> **TASK INSTRUCTIONS**
- a) Please repeat the changelog word for word from "(pass_ch_execute): Declare." to "oacc kernels region.".
- b) Check each statement against the changelog. Answer yes or no, and quote the words that decide it.
(i) The patch changes five files.
(ii) The function loop_in_oacc_kernels_region_p is added in tree-pass.h.
(iii) tree-ssa-loop-ch.c now includes omp-low.h.
- c) According to the changelog, where does the new function pass_ch_execute come from, and how does it behave when handling oacc kernels? Answer in one to three sentences.

> **SELECTED PASSAGE**
********

[PATCH 3/7] Add pass_ch_oacc_kernels to pass_oacc_kernels
2014-11-25 Tom de Vries <tom@codesourcery.com>
* omp-low.c (loop_in_oacc_kernels_region_p): New function.
* omp-low.h (loop_in_oacc_kernels_region_p): Declare.
* passes.def: Add pass_ch_oacc_kernels to pass group pass_oacc_kernels.
* tree-pass.h (make_pass_ch_oacc_kernels): Declare
* tree-ssa-loop-ch.c: Include omp-low.h.
(pass_ch_execute): Declare.
(pass_ch::execute): Factor out ...
(pass_ch_execute): ... this new function. If handling oacc kernels,
skip loops that are not in oacc kernels region.
(pass_ch_oacc_kernels::execute):
(pass_data_ch_oacc_kernels): New pass_data.
(class pass_ch_oacc_kernels): New pass.
(pass_ch_oacc_kernels::execute, make_pass_ch_oacc_kernels): New
function.
---
gcc/omp-low.c | 83 ++++++++++++++++++++++++++++++++++++++++++++++++++
gcc/omp-low.h | 2 ++
gcc/passes.def | 1 +
gcc/tree-pass.h | 1 +
gcc/tree-ssa-loop-ch.c | 59 +++++++++++++++++++++++++++++++++--
5 files changed, 144 insertions(+), 2 deletions(-)

********

> **DATA LINES**
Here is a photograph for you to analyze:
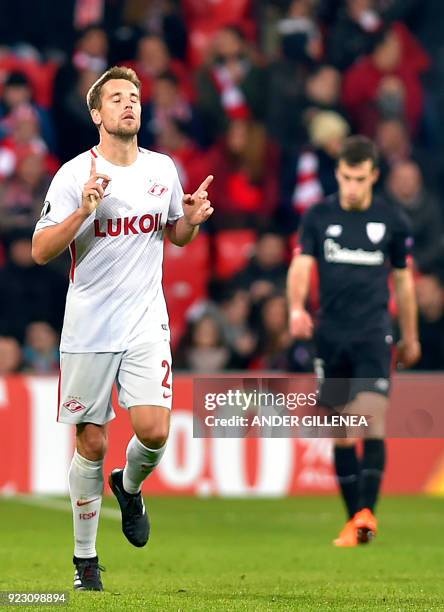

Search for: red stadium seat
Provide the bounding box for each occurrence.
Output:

********

> **ANSWERS TO THE EXERCISES**
- a)
(pass_ch_execute): Declare.
(pass_ch::execute): Factor out ...
(pass_ch_execute): ... this new function. If handling oacc kernels,
skip loops that are not in oacc kernels region.

- b)
(i) Yes: "5 files changed".
(ii) No: "omp-low.c (loop_in_oacc_kernels_region_p): New function."
(iii) Yes: "tree-ssa-loop-ch.c: Include omp-low.h."

- c) It is factored out of pass_ch::execute. When handling oacc kernels, it skips loops that are not in an oacc kernels region.